**TASK GOAL**.
Can you render the part that opens with the line containing "outline blurred bird's tail" and closes with the line containing "66L47 67L40 70L39" as a two-column CSV, with columns named item_text and answer? Give one row per item, put each value in a single quoted field with line breaks replaced by spaces, and leave the pictures out.
BEGIN RECORDED DATA
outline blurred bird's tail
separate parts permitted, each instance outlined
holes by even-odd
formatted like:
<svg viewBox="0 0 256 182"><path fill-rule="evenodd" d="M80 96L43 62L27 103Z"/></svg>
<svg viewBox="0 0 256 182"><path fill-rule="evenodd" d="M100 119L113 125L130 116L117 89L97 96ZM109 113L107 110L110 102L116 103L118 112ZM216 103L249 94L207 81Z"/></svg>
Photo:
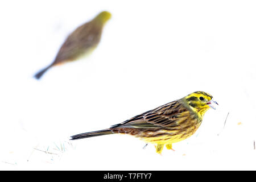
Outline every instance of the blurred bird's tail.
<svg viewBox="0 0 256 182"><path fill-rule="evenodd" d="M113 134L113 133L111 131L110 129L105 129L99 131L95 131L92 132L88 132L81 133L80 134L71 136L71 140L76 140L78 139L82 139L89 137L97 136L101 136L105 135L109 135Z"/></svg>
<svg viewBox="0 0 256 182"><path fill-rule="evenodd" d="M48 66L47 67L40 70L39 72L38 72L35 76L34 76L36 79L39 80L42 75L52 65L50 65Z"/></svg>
END RECORDED DATA
BEGIN RECORDED DATA
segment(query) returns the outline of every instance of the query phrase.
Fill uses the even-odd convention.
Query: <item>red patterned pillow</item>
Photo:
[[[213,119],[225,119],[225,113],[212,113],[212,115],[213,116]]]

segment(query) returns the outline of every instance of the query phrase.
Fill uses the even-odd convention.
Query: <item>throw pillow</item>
END RECORDED DATA
**FULL RESPONSE**.
item_text,answer
"outline blurred bird's tail separate parts permitted, each instance outlined holes by even-odd formatted like: <svg viewBox=""0 0 256 182""><path fill-rule=""evenodd"" d=""M80 96L43 62L27 103Z""/></svg> <svg viewBox=""0 0 256 182""><path fill-rule=""evenodd"" d=""M100 119L113 125L130 116L117 89L97 96ZM109 113L107 110L110 102L116 103L118 112ZM216 103L249 94L207 81Z""/></svg> Photo: Outline every instance of the blurred bird's tail.","<svg viewBox=""0 0 256 182""><path fill-rule=""evenodd"" d=""M113 134L113 133L111 131L110 129L105 129L99 131L95 131L92 132L88 132L81 133L80 134L71 136L71 140L76 140L78 139L82 139L89 137L97 136L101 136L105 135L109 135Z""/></svg> <svg viewBox=""0 0 256 182""><path fill-rule=""evenodd"" d=""M48 66L47 67L40 70L39 72L38 72L35 76L34 76L36 79L39 80L42 75L52 65L50 65Z""/></svg>"